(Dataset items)
--- start ---

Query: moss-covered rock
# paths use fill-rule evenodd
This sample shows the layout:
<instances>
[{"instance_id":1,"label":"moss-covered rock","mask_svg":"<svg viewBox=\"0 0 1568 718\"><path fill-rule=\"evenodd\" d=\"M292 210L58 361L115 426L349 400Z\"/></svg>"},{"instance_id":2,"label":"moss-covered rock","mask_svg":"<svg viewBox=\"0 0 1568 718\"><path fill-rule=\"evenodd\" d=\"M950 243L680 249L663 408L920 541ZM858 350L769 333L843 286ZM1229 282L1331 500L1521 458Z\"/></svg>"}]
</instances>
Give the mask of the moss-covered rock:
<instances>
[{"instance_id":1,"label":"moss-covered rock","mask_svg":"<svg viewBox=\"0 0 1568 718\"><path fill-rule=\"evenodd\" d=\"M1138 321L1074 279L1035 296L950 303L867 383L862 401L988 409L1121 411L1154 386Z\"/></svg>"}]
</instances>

--- end ---
--- start ---

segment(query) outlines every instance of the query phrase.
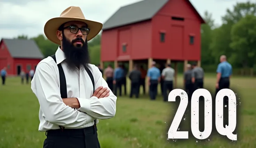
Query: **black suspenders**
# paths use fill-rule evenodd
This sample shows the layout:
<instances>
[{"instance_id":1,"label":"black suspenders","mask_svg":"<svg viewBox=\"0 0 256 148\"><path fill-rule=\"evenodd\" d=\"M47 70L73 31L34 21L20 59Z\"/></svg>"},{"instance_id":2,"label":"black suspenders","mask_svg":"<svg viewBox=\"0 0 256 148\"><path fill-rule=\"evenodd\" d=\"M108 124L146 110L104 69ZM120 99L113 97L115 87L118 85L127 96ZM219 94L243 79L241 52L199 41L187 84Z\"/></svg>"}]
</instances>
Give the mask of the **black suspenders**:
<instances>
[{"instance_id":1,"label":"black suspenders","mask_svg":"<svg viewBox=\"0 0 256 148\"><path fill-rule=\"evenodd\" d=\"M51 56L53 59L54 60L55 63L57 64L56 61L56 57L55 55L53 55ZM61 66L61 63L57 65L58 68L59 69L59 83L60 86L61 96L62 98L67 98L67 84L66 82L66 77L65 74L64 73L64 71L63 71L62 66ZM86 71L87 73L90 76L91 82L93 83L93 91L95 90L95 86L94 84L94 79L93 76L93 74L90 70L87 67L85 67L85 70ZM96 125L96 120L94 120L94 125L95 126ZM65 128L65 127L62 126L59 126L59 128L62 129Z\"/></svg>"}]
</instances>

--- end ---
--- start ---

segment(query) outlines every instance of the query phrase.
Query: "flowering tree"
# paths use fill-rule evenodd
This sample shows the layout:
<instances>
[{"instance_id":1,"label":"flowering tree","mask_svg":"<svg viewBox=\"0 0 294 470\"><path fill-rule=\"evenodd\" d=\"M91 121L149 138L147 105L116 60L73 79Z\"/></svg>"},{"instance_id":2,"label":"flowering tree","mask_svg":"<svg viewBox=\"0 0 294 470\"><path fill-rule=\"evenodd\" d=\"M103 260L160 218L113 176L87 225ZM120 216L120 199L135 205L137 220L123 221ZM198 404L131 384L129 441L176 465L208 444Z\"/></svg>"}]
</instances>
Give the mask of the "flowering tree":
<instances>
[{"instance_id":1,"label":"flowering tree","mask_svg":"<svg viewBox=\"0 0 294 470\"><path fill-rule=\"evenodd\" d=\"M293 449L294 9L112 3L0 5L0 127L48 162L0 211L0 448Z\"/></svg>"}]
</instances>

--- end ---

Count the lines in the records above that contain the word "Give", treating uppercase and lowercase as different. Reply with the number only.

3